Problem statement: Copy out every line holding the string "photo" from the records below.

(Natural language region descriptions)
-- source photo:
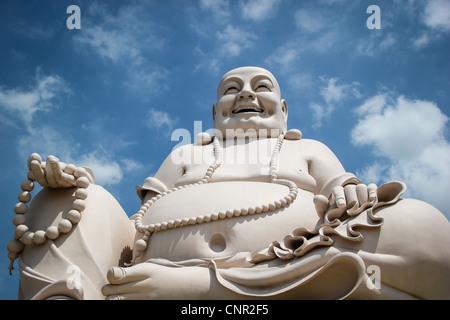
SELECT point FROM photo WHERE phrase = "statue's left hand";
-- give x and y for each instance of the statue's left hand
(358, 194)
(56, 174)
(149, 281)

Exercise solution:
-- source photo:
SELECT point FROM photo WHERE phrase = "statue's left hand";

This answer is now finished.